------ Data entries

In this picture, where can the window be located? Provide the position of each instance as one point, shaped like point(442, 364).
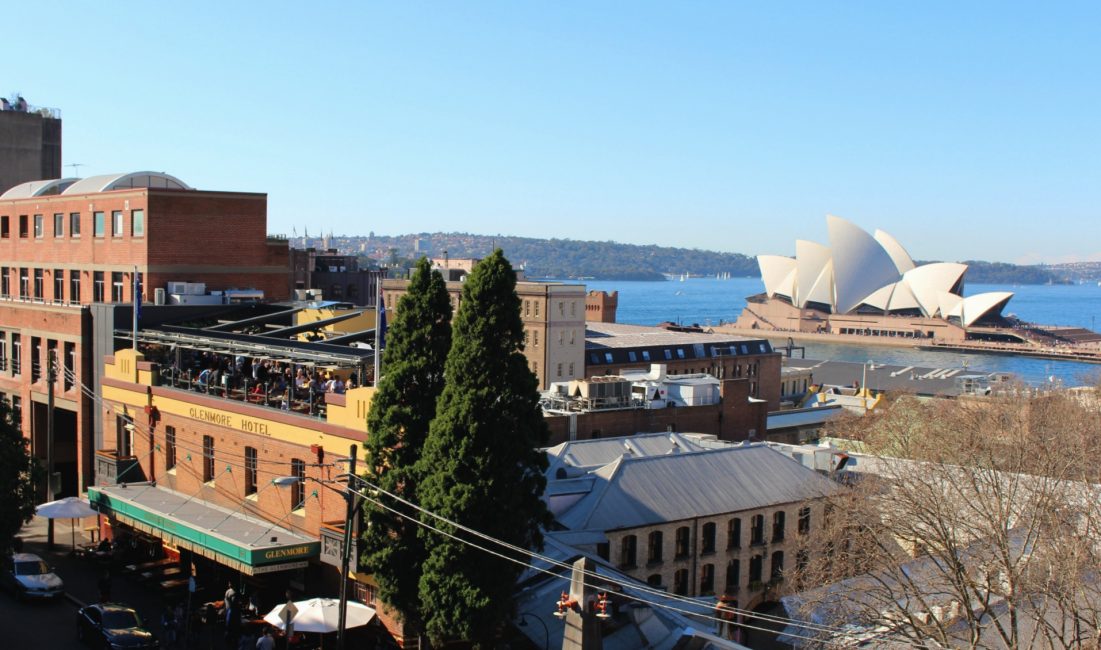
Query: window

------------
------ Data entries

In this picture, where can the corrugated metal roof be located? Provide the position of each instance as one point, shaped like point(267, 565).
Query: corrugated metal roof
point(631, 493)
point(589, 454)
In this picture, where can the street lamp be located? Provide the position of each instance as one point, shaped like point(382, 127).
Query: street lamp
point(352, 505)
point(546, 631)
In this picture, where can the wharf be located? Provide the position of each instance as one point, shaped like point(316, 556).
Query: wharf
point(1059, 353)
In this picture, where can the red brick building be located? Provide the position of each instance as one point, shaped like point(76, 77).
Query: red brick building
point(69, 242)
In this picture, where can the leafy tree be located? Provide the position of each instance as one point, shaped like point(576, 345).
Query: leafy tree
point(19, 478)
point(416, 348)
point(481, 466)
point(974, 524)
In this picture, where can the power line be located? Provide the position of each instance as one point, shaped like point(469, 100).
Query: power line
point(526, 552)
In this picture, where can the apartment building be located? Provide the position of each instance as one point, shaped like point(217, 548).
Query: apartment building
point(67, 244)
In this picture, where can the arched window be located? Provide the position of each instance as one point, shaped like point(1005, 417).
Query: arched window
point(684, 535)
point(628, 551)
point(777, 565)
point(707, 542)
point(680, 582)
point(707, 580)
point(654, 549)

------------

* [Written request]
Rewrite the records starting at the line containing "In this picture, where can the apartment" and ending at the line containing "point(67, 244)" as a numbered list, leaving out any blank lines.

* [Written answer]
1. In this picture, where can the apartment building be located? Provide the position of each instance as one point, shaped like point(217, 548).
2. Query: apartment building
3. point(67, 244)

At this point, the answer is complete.